Materials provided:

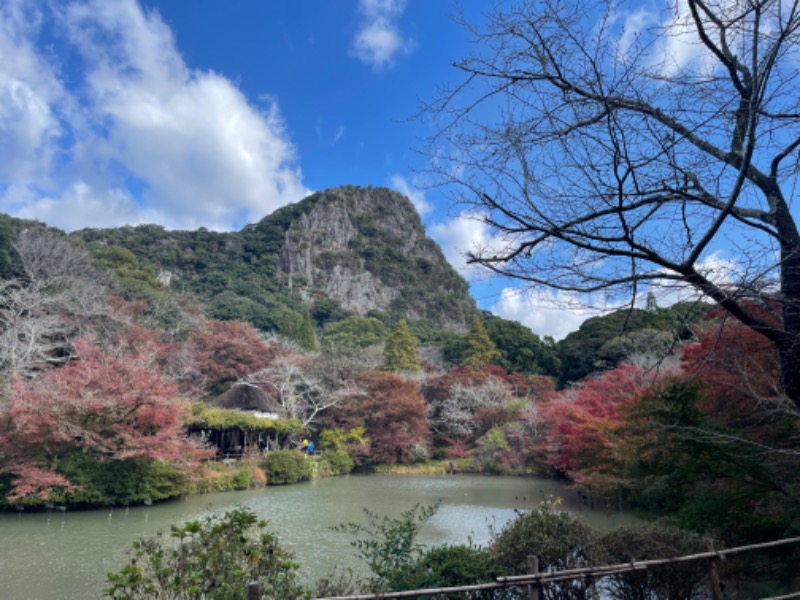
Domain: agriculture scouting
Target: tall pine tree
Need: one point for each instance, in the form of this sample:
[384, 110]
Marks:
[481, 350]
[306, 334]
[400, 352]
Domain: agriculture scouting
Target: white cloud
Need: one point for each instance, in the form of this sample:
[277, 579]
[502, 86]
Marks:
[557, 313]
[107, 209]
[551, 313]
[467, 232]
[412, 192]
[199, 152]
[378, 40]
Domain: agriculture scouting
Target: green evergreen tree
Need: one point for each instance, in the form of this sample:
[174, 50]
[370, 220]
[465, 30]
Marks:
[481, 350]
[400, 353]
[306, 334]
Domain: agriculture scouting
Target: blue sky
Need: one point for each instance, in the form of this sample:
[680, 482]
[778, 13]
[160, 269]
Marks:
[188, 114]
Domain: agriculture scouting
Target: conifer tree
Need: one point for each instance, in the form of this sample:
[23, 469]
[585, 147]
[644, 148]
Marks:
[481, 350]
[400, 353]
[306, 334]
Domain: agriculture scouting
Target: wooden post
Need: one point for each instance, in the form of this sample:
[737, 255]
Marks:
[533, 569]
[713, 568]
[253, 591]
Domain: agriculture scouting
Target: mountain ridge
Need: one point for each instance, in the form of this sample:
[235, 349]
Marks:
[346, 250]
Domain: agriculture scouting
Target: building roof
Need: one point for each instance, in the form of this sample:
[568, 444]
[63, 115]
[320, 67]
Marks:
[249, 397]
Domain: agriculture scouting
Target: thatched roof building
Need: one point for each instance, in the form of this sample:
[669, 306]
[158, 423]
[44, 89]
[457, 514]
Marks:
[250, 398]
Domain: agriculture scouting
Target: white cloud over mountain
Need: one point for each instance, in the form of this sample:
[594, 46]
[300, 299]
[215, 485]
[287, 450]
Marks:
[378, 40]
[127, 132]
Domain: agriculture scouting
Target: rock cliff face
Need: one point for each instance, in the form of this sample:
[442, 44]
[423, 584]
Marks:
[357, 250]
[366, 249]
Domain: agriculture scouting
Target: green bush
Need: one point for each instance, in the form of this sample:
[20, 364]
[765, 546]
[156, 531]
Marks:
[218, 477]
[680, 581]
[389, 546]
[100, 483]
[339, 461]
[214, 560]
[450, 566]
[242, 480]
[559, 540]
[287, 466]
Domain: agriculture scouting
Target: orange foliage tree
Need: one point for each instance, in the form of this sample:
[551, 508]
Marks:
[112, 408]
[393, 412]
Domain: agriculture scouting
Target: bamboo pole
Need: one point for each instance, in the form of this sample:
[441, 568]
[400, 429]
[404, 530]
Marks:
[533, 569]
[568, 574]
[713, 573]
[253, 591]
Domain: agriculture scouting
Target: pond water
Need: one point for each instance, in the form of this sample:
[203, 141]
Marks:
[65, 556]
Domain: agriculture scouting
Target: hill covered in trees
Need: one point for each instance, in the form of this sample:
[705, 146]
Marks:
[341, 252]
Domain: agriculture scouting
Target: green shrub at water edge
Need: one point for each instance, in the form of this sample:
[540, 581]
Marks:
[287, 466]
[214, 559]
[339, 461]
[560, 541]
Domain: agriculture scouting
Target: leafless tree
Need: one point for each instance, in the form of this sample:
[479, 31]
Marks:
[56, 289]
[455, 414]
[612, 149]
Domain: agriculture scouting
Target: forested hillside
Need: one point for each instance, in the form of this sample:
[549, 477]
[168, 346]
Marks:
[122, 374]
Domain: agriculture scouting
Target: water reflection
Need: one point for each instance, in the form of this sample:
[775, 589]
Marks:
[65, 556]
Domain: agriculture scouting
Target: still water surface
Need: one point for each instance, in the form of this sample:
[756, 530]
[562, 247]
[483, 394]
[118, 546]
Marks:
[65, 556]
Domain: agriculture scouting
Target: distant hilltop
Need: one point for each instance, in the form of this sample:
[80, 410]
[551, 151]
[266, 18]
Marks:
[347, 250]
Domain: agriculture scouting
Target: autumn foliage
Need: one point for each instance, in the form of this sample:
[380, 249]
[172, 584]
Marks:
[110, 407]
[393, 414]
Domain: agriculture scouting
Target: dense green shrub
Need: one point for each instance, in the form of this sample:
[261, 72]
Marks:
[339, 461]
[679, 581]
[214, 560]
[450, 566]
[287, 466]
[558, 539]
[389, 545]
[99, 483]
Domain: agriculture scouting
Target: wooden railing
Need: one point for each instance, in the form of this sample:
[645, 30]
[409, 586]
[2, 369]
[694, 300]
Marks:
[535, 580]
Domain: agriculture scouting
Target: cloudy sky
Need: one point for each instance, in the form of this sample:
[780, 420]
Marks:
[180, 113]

---

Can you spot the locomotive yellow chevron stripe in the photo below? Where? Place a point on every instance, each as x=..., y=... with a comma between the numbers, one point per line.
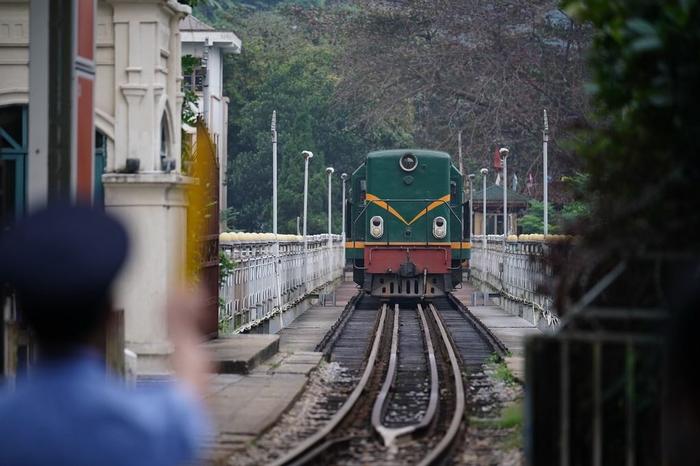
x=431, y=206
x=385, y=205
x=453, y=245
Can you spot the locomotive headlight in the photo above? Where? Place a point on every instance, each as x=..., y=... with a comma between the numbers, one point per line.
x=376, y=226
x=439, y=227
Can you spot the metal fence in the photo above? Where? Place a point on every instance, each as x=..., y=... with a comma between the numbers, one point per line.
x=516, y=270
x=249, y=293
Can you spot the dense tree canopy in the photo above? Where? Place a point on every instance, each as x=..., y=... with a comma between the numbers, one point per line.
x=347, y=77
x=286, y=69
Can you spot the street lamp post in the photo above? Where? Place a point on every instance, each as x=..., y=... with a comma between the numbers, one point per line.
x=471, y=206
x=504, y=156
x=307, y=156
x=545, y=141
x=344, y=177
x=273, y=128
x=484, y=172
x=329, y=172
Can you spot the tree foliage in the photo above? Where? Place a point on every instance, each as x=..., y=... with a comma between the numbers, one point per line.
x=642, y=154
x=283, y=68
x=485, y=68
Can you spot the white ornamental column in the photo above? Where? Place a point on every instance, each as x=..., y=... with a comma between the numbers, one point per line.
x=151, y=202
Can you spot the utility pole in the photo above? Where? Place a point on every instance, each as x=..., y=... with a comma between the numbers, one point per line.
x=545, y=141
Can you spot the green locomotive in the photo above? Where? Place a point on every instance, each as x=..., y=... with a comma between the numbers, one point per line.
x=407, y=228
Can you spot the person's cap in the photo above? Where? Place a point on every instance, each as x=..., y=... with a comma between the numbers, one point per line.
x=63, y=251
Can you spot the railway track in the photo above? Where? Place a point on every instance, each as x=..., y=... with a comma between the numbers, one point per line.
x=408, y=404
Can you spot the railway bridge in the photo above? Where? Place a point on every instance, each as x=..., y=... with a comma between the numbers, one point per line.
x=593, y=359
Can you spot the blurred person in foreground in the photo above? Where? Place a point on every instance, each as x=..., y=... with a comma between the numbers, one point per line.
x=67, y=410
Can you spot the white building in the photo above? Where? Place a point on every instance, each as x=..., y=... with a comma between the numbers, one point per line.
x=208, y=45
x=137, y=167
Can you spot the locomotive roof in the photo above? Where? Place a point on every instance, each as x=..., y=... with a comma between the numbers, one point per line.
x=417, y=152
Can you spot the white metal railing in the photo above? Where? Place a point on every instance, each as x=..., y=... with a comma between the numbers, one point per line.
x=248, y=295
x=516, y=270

---

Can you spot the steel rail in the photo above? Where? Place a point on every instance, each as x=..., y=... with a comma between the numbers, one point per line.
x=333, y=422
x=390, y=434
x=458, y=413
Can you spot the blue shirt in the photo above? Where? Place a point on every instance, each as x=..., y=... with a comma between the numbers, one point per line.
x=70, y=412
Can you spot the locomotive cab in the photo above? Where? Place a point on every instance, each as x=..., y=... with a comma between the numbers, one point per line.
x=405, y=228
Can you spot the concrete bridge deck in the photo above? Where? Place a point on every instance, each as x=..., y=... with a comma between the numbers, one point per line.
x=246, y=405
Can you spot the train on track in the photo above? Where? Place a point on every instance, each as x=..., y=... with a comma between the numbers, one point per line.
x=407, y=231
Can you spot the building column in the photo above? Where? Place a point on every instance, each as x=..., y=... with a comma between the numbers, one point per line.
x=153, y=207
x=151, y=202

Exercise:
Wherever a line in the data above contains the word "mountain", copy that line.

Worked solution:
Target: mountain ridge
Target: white cloud over mountain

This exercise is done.